▶ Required actions:
- 1) Answer these questions using the forum thread about HGV driving below:
(a) In which country does the first poster want to drive HGV vehicles, and with which licence?
(b) For how many years has Jamie been driving in the UK?
(c) In what month and year is the move planned?
- 2) In the records below, convert the lines into a JSON list of strings, one string per line. Begin at the line with "Target: car interior" and continue through the line with "column 260, row 820", skipping blank lines and leaving the pictures out.

▶ Text to read:
-=-=-=-=-

# HGV Driving



## Nataliejchristie (Jan 19, 2011)

Hi,

I am struggling to find any information on driving HGV vehicles in Portugal with a UK licence, can anyone help please!?


----------



## siobhanwf (Mar 20, 2009)

Are you looking to come here and work as an HGV driver? I have a HGV driver neighbour and will ask him is he knows any particulars if this is what you are planning to do.


----------



## siobhanwf (Mar 20, 2009)

In the meantime you might find some useful information at :
Transports Friend - Driver Licensing


----------



## Nataliejchristie (Jan 19, 2011)

siobhanwf said:


> Are you looking to come here and work as an HGV driver? I have a HGV driver neighbour and will ask him is he knows any particulars if this is what you are planning to do.


Siobhan,

Thanks for replying! My partner Jamie has been driving in the UK for 15 years and has a clean licence. We are moving to Portugal July 2011 and visiting in 4 weeks so any information on finding HGV work, the hours, pay etc. would be a fantastic help if your neighbour knows...

Natalie


----------



## siobhanwf (Mar 20, 2009)

-=-=-=-=-

[Entries from a dataset]

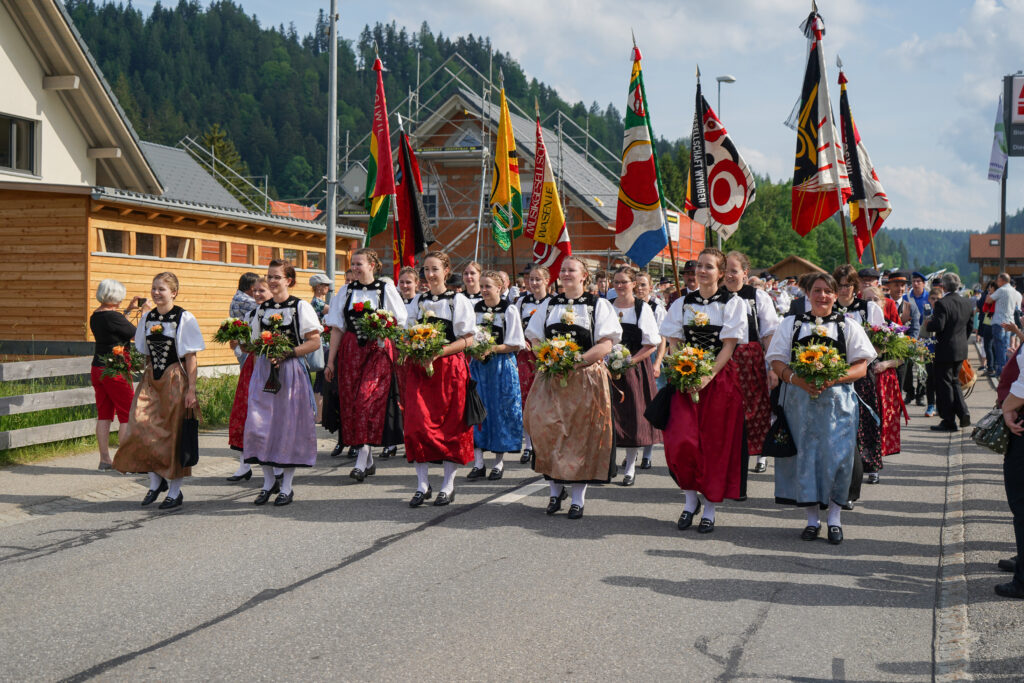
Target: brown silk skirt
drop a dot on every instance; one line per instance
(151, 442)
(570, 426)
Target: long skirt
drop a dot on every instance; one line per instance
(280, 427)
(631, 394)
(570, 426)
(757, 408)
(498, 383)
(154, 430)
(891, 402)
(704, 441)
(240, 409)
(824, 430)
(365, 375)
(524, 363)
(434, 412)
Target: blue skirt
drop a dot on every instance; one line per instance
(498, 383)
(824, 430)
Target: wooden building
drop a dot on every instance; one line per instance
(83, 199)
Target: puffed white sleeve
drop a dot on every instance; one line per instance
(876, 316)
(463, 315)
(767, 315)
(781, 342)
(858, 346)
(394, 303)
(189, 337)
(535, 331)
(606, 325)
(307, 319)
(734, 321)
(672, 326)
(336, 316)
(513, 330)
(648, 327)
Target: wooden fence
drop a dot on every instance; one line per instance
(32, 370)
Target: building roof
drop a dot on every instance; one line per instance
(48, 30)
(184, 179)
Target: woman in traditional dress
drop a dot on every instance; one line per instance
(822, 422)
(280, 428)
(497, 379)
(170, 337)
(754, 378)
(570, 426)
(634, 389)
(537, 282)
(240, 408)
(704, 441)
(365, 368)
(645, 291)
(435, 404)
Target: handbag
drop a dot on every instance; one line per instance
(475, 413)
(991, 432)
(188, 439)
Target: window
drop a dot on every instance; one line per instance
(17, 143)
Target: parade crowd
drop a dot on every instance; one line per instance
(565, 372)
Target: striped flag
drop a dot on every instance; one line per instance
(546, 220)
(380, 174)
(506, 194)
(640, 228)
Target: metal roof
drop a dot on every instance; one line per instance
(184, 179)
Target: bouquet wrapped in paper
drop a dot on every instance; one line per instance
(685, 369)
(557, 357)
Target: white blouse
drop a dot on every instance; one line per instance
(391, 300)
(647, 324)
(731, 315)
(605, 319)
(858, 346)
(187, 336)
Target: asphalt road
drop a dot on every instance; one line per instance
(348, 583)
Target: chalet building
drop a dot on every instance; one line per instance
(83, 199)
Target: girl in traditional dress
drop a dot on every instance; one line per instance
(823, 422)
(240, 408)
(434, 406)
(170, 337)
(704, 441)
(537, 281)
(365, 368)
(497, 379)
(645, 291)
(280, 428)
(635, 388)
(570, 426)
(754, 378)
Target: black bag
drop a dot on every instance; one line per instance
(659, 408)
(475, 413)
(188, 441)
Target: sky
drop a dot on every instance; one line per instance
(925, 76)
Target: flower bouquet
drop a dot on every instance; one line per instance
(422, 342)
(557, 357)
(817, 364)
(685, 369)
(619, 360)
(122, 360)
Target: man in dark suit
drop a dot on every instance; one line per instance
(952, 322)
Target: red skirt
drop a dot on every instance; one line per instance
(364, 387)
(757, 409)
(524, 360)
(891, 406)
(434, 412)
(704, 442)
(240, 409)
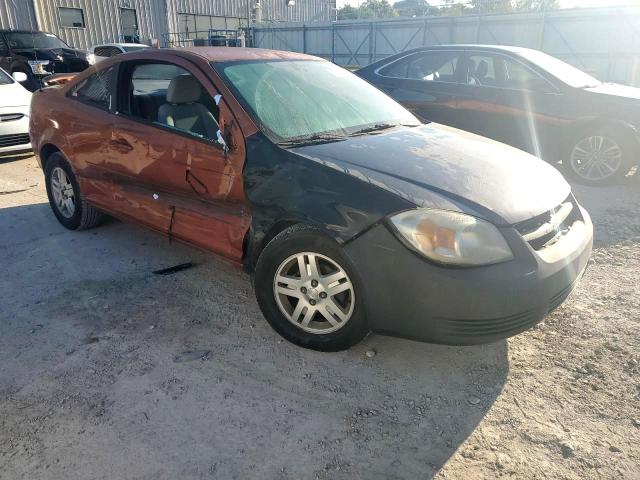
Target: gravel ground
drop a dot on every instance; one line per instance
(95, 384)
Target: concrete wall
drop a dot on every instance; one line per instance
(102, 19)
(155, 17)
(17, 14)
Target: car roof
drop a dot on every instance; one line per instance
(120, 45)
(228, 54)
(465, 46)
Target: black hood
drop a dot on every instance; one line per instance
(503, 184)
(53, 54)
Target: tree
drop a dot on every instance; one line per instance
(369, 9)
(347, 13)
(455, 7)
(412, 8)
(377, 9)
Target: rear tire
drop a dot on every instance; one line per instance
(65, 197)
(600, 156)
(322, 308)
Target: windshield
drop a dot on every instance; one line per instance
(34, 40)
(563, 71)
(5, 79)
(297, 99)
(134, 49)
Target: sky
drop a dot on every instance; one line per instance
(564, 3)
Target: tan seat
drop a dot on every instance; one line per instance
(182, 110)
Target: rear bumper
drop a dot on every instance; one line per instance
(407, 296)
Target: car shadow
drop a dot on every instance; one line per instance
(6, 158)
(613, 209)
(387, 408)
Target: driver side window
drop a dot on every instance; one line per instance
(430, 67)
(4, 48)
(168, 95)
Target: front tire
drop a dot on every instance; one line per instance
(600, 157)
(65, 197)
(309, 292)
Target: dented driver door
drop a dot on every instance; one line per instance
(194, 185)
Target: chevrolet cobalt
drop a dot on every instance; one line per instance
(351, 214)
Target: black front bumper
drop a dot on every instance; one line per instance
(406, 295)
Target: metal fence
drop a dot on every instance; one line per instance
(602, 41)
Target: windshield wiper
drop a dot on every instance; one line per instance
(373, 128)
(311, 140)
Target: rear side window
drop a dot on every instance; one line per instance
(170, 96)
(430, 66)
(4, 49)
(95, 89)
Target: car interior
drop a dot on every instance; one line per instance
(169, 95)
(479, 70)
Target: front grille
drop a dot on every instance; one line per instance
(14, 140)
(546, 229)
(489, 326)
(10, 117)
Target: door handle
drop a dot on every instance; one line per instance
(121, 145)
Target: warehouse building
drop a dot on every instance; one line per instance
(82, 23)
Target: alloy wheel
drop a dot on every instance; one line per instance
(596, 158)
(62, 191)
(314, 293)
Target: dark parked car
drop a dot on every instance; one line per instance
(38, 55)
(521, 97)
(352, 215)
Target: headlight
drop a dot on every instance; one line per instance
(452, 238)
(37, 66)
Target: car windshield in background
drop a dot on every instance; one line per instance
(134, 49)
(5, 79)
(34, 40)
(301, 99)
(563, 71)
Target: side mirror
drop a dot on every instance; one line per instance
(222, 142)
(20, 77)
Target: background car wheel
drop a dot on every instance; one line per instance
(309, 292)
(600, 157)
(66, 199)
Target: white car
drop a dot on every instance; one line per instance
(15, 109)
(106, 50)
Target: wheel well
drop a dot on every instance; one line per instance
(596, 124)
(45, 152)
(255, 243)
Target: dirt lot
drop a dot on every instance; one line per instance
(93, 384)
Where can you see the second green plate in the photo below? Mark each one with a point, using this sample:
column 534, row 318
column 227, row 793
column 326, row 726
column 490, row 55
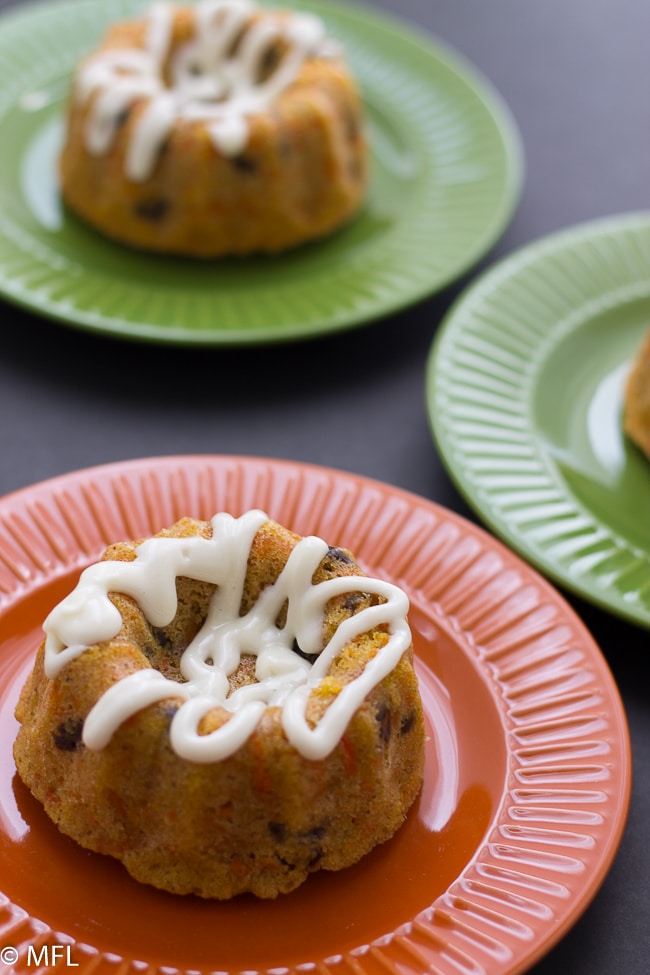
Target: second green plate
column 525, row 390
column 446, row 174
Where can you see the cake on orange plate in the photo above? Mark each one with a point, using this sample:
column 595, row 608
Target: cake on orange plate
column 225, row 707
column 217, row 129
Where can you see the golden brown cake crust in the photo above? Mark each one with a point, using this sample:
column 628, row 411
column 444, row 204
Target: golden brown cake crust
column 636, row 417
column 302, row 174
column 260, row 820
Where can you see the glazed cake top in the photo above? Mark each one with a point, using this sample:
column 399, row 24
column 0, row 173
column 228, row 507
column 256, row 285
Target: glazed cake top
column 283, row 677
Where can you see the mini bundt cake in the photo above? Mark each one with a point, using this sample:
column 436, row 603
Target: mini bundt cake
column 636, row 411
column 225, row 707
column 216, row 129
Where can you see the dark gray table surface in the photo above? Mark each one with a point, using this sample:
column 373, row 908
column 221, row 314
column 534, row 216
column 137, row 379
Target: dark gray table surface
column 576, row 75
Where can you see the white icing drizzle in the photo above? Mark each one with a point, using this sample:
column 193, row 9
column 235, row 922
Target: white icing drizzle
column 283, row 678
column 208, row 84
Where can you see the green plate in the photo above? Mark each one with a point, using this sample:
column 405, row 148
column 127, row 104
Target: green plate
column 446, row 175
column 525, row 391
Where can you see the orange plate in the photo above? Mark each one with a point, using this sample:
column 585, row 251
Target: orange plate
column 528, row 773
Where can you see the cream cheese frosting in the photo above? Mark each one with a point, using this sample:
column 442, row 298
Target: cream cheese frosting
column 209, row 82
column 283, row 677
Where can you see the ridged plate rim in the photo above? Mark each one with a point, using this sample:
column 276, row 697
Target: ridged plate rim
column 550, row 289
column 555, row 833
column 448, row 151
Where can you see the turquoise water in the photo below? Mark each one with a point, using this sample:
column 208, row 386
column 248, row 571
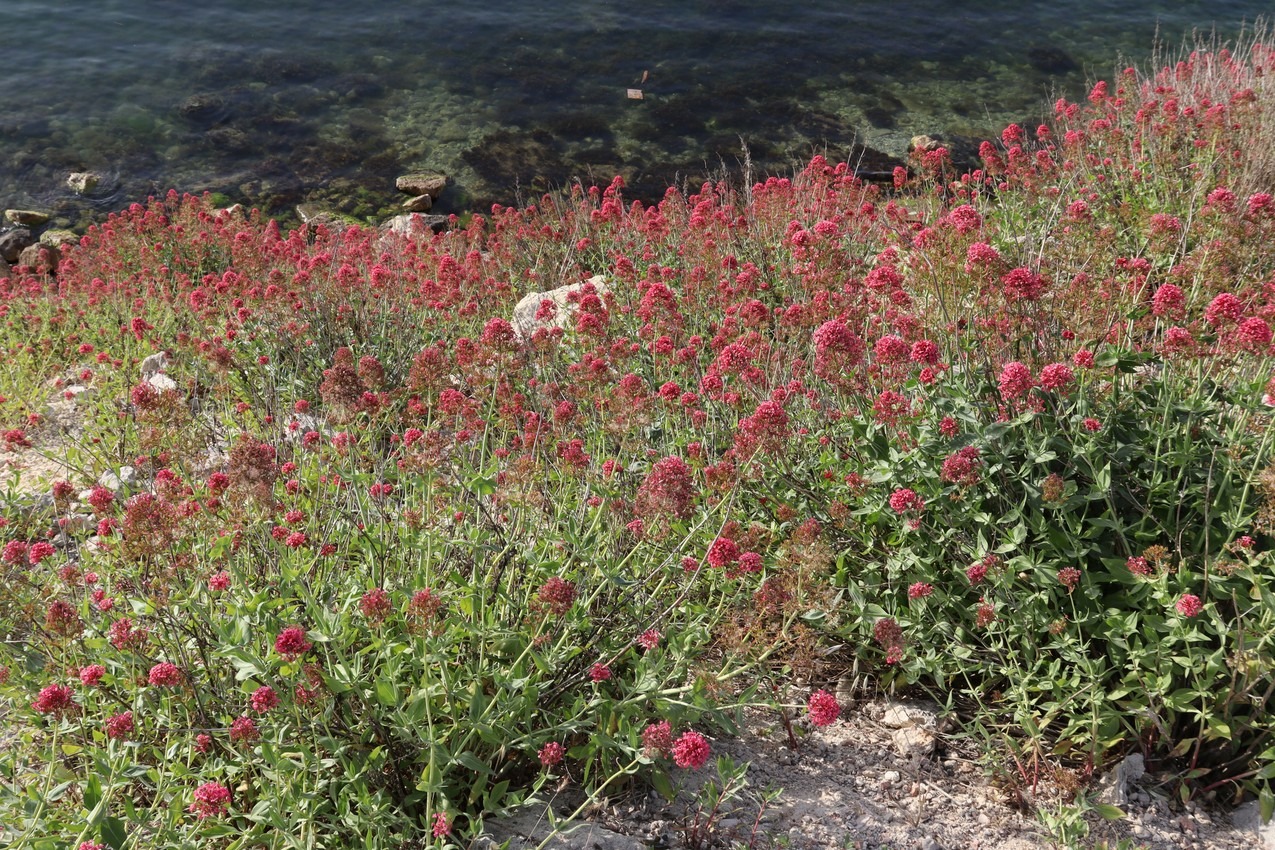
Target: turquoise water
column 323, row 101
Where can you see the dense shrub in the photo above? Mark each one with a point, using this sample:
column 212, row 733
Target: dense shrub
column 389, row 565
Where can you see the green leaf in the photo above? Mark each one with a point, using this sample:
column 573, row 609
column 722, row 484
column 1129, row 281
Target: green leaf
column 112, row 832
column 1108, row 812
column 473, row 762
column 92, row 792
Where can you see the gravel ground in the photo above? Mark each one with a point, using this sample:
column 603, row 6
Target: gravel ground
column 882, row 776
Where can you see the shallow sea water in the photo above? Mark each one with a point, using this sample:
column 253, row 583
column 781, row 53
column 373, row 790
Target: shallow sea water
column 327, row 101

-=-=-=-=-

▶ Solved problems:
- 1)
(a) Portugal, with a UK licence.
(b) 15 years.
(c) July 2011.

- 2)
[
  "Target: car interior",
  "drop a dot on every instance; one line per instance",
  "(169, 95)",
  "(479, 70)",
  "Target: front grille",
  "drop a dot on every instance; one line per instance",
  "(14, 140)",
  "(546, 229)",
  "(489, 326)",
  "(10, 117)",
  "Target: door handle",
  "drop a dot on every instance; one line per instance",
  "(121, 145)",
  "Target: warehouse building",
  "drop a dot on every instance; one line per instance",
  "(82, 23)",
  "Target: alloy wheel",
  "drop a dot on every instance; one line per instance",
  "(596, 158)",
  "(62, 191)",
  "(314, 293)",
  "Target: dark parked car",
  "drop a dot on every instance; one line per instance",
  "(38, 55)",
  "(521, 97)",
  "(352, 215)",
  "Target: headlight",
  "drop a dot on every instance; one line per instance",
  "(452, 238)",
  "(37, 66)",
  "Target: car windshield in background",
  "drop a dot on every instance; one line per instance",
  "(134, 49)",
  "(5, 79)",
  "(34, 40)",
  "(301, 99)",
  "(563, 71)",
  "Target: side mirror",
  "drop a dot on every instance; one line per instance",
  "(222, 142)",
  "(20, 77)",
  "Target: background car wheel",
  "drop a dot on every instance; one line per instance",
  "(309, 292)",
  "(600, 157)",
  "(66, 199)",
  "Target: white car",
  "drop a dot on every instance; one line per instance",
  "(15, 109)",
  "(106, 50)",
  "Target: wheel well",
  "drop a dot on every instance; one line per instance",
  "(596, 124)",
  "(45, 152)",
  "(255, 243)",
  "Target: dirt lot",
  "drop a dot on every instance; one line per instance",
  "(93, 384)",
  "Where can you see the second green plate in the photo below? Mark each one with a point, using this sample:",
  "column 534, row 318",
  "column 227, row 793",
  "column 326, row 726",
  "column 490, row 55",
  "Target: second green plate",
  "column 525, row 390",
  "column 446, row 174",
  "Where can you see the cake on orange plate in the photo above? Mark each one with a point, using this sample:",
  "column 595, row 608",
  "Target: cake on orange plate",
  "column 225, row 707",
  "column 217, row 129",
  "Where can you see the golden brown cake crust in the photo above? Mark each one with a point, using this sample:",
  "column 628, row 411",
  "column 444, row 204",
  "Target: golden brown cake crust",
  "column 636, row 417",
  "column 302, row 174",
  "column 260, row 820"
]